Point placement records
- - -
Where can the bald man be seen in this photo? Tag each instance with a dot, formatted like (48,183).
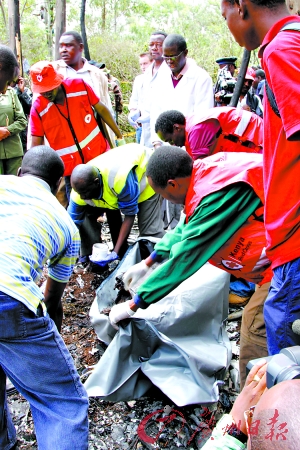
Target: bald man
(36,229)
(117,180)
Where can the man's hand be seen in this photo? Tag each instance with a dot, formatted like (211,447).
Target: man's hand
(254,388)
(53,293)
(103,262)
(120,312)
(132,276)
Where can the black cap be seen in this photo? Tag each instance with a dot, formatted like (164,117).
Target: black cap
(227,60)
(99,65)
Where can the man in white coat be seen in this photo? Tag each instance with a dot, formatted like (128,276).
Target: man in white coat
(180,84)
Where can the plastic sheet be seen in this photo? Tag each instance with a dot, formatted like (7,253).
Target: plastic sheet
(178,344)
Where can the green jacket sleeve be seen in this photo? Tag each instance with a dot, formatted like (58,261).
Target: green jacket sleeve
(215,220)
(19,121)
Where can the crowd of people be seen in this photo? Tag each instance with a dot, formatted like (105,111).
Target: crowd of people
(228,176)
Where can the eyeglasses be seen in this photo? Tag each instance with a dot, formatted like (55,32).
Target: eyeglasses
(155,44)
(172,58)
(248,416)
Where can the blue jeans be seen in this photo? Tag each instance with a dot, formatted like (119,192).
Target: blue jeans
(36,360)
(282,307)
(68,187)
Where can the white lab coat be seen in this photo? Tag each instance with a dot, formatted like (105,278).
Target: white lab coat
(192,95)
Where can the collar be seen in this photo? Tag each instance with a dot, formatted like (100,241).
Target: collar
(183,71)
(274,30)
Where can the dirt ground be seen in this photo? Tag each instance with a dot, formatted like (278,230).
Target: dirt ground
(114,425)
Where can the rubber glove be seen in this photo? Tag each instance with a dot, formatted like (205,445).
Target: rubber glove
(132,118)
(103,262)
(120,142)
(120,312)
(134,274)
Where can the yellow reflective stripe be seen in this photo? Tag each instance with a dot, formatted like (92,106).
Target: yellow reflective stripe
(67,150)
(77,94)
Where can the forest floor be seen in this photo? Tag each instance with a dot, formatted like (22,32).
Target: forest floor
(114,425)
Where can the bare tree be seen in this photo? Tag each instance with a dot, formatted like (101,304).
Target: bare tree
(14,30)
(83,32)
(293,6)
(60,23)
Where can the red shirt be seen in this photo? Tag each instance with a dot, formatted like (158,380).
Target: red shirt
(281,61)
(52,121)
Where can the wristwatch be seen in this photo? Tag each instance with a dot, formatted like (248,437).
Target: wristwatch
(227,425)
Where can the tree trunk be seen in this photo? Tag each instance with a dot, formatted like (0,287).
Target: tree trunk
(83,32)
(60,24)
(14,30)
(103,22)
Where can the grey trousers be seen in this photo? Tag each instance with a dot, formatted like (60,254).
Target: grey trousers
(149,217)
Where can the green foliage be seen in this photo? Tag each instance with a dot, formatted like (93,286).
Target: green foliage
(34,42)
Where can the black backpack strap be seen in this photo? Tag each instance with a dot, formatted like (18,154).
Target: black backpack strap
(293,26)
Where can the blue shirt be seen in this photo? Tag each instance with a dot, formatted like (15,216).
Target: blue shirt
(35,229)
(127,200)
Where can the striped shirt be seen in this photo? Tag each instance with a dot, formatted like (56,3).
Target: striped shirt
(35,229)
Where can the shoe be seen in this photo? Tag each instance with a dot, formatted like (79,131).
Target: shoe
(237,300)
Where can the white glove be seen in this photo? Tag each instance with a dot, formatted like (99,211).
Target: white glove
(120,312)
(132,117)
(133,275)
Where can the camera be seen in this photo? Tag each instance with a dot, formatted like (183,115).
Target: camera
(225,85)
(281,367)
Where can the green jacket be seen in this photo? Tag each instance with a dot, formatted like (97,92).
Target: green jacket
(13,118)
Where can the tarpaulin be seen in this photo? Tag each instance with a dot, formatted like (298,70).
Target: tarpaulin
(179,344)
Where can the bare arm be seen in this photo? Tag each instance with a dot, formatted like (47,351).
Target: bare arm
(53,293)
(104,112)
(37,140)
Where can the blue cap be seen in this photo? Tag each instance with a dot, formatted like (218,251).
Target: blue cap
(227,60)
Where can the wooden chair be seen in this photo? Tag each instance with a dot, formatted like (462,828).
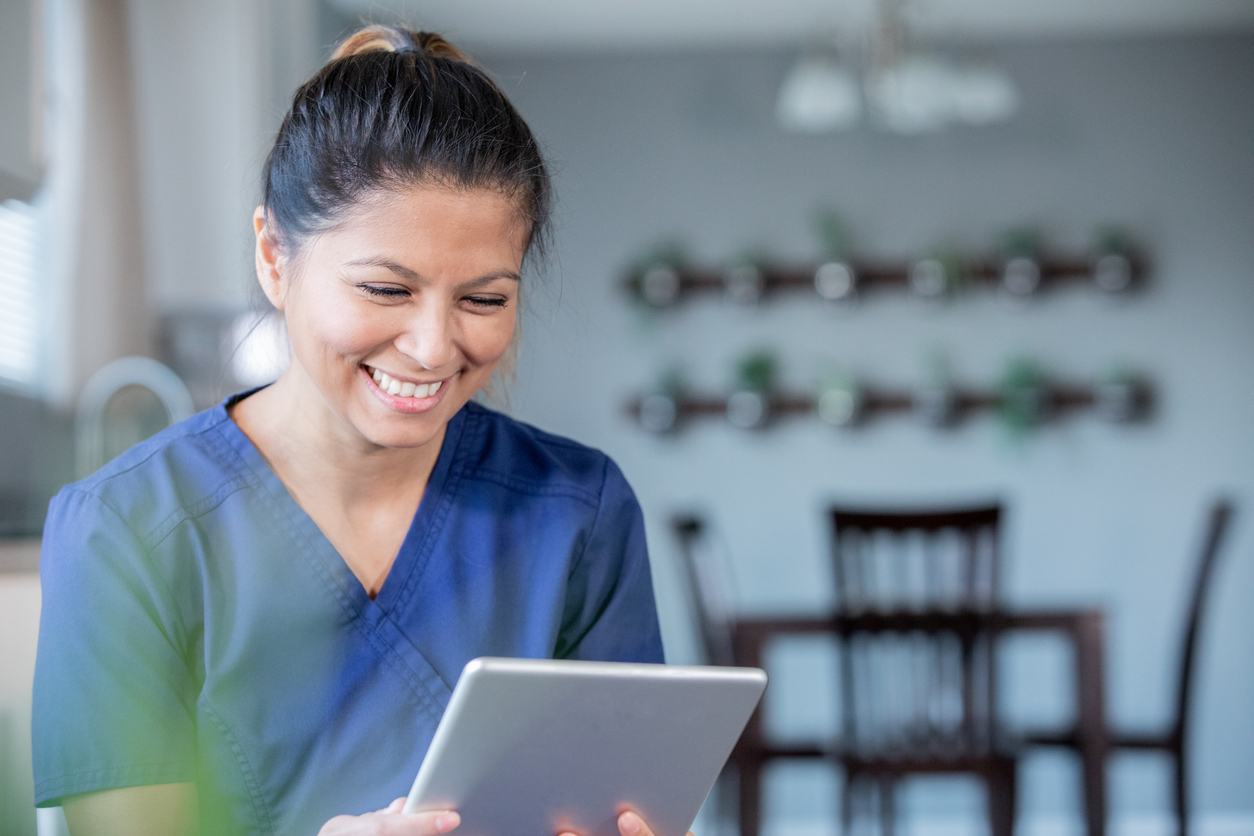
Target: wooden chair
- - -
Brief – Format the items above as a numbered list, leaving out blank lines and the pictures.

The solution –
1. Where can the bald man be seen in this photo? Tag each instance with a dot, formatted like (48,183).
2. Target: bald man
3. (36,229)
4. (117,180)
5. Where can the man's hand be seen in this photo? Tag each instance with a dot, formatted like (211,447).
6. Target: man's hand
7. (254,388)
8. (53,293)
9. (103,262)
10. (120,312)
11. (132,276)
12. Where can the black cap be seen in this photo? Tag each instance with a dot, formatted like (164,117).
13. Target: black cap
14. (227,60)
15. (99,65)
16. Where can the man in white coat be seen in this photo? Tag each instance with a dot, formatted like (128,276).
17. Target: man in white coat
18. (180,84)
19. Where can the plastic sheet be seen in this photo? Tag each instance with a dot, formatted like (7,253).
20. Target: plastic sheet
21. (178,344)
22. Where can the green jacket sleeve be seen in this photo? Tag each instance with a dot, formatted like (58,261).
23. Target: green jacket sleeve
24. (215,220)
25. (19,121)
26. Where can the crowd of people be seen in this photo? Tag each instance with a dot, formatted like (105,111).
27. Target: crowd of people
28. (228,176)
29. Where can the eyeglasses be seen in this photo? Tag each instance with a dot, formatted like (55,32).
30. Target: eyeglasses
31. (155,44)
32. (172,58)
33. (248,416)
34. Where can the blue jeans be seen in this photo? Tag each instance with a dot, formatted like (119,192).
35. Target: blue jeans
36. (36,360)
37. (282,307)
38. (68,187)
39. Where can the white lab coat be seen in this photo? Tag each instance with a dot, formatted like (105,278).
40. Target: white lab coat
41. (192,95)
42. Where can the collar be seen in this photo? Tag each instance with a dot, formatted like (100,241).
43. Target: collar
44. (183,71)
45. (274,30)
46. Where can the dirt ground be seen in this photo? Tag each instance with a dot, formatted like (278,230).
47. Target: dirt ground
48. (114,425)
49. Where can the rubber glove be seen in this photo? Tag each instance with a dot, formatted like (205,445).
50. Target: rubber glove
51. (132,118)
52. (103,262)
53. (120,142)
54. (120,312)
55. (134,274)
56. Where can the yellow reflective stripe be seen in this photo? Tag each instance with a dot, formatted like (92,106).
57. Target: yellow reflective stripe
58. (67,150)
59. (77,94)
60. Where can the forest floor be seen in this photo? Tag each instance with a dot, formatted like (22,32).
61. Target: forest floor
62. (114,425)
63. Where can the bare tree be seen in this photo? Tag each instance with a dot, formatted like (101,304).
64. Target: bare tree
65. (14,30)
66. (83,32)
67. (293,6)
68. (60,23)
69. Where can the red shirt be seen in this photo? Tag each instance with a dot, formatted like (158,380).
70. Target: red shirt
71. (281,61)
72. (52,121)
73. Where can the wristwatch be seen in this photo? Tag each instance with a dot, formatted like (248,437).
74. Target: wristwatch
75. (227,425)
76. Where can the tree trunk be seen in this photo? Tag each instance with a dot, formatted like (0,287).
77. Target: tree trunk
78. (83,32)
79. (60,24)
80. (14,30)
81. (103,22)
82. Where can the grey trousers be seen in this photo? Tag each instance with a dot, formatted like (60,254).
83. Target: grey trousers
84. (149,217)
85. Where can the green foliage be seen in this photo? Tag each instance with a dot, formatted like (93,286).
86. Target: green foliage
87. (34,42)
88. Where can the black backpack strap be seen in this photo? Tag each instance with a dot, formatted like (18,154).
89. Target: black backpack strap
90. (293,26)
91. Where can the blue shirt be seen in this photo? Tag each instance with a dot, formatted like (15,216).
92. Target: blue shirt
93. (35,229)
94. (127,200)
95. Where can the striped shirt be seen in this photo? Tag each instance with a dot, formatted like (56,3).
96. Target: striped shirt
97. (35,229)
98. Where can the shoe be seen in this photo? Tag each instance with a dot, formatted like (79,131).
99. Target: shoe
100. (237,300)
101. Where can the white glove be seen in this photo? Tag each instance with a dot, formatted like (99,211).
102. Target: white glove
103. (120,312)
104. (132,117)
105. (133,275)
106. Where can the camera be seen in this photo? Tag each instance with a dot, formatted like (183,115).
107. Target: camera
108. (225,85)
109. (281,367)
110. Where can the green jacket be seen in this photo? Tag each instance with a dot, formatted like (97,92).
111. Target: green jacket
112. (13,118)
113. Where can the tarpaulin be seen in this photo? Tag each instance with a dot, formatted like (298,70).
114. Target: tarpaulin
115. (179,344)
116. Where can the bare arm be seen in this photo? Tag each instance with a dot, formatted like (47,351).
117. Target: bare arm
118. (53,293)
119. (104,112)
120. (37,140)
121. Where can the blue cap be seen in this photo? Tag each instance with a dot, formatted like (218,251).
122. Target: blue cap
123. (227,60)
124. Where can the wooden chair be seen in this photo? Tag each instance with a dot, formatted like (462,828).
125. Target: wooden chair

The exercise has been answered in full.